=== What you are asked to do ===
Your answer should be only the lines below from the one with "Target: green leafy plant" to the one with "Target: lattice pylon", repeated exactly, ends included.

=== The input ===
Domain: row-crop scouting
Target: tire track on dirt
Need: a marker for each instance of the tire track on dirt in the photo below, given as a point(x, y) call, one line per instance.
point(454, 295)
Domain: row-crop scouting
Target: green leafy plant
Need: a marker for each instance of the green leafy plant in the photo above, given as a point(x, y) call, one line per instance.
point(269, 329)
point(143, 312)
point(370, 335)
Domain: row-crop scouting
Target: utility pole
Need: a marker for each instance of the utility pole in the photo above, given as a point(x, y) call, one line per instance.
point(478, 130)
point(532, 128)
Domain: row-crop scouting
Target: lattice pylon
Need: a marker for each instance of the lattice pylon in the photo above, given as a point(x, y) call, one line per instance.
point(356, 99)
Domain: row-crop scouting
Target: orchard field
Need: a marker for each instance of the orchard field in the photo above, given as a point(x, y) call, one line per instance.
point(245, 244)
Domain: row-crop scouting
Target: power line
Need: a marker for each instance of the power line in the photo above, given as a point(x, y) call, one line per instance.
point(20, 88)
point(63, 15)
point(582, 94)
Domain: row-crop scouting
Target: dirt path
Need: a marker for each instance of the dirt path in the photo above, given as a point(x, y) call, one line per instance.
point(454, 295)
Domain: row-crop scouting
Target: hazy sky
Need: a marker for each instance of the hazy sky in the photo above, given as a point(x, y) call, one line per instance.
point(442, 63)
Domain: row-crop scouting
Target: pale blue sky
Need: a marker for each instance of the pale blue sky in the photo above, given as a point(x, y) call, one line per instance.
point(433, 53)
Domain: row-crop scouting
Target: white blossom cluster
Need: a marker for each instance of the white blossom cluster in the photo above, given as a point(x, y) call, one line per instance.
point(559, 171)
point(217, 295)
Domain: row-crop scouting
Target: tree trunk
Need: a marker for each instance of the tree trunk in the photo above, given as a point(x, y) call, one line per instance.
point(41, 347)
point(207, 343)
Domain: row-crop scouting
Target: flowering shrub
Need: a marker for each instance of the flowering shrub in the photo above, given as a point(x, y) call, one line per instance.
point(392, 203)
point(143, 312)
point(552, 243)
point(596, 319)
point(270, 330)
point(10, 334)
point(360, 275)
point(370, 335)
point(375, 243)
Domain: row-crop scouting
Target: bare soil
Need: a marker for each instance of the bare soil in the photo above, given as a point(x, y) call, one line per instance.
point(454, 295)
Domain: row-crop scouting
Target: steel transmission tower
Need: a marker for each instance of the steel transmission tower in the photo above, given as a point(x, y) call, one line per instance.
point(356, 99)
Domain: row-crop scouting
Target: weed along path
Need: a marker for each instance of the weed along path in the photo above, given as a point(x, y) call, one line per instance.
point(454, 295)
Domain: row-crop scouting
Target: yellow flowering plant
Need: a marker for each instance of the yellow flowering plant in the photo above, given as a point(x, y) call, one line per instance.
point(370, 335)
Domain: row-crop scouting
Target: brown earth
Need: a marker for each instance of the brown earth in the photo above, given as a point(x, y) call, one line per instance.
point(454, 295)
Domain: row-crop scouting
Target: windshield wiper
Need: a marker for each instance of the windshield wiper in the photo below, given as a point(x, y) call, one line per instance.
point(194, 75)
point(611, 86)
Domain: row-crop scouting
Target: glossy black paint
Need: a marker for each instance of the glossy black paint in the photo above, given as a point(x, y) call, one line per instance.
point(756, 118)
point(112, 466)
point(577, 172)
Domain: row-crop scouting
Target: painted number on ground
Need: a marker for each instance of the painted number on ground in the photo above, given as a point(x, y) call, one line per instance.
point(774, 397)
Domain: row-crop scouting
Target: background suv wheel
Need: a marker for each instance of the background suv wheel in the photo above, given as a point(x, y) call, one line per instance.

=== Result of this task ===
Target: green leafy plant
Need: a marker for each instance of the green leafy plant in the photo above, given as a point(x, y) call, one line per instance.
point(269, 329)
point(143, 312)
point(370, 335)
Domain: row-crop scouting
Target: utility pole
Need: a marker for each instance of the utility pole in the photo above, given as a point(x, y) call, one line per instance.
point(478, 130)
point(532, 128)
Domain: row-crop scouting
Target: lattice pylon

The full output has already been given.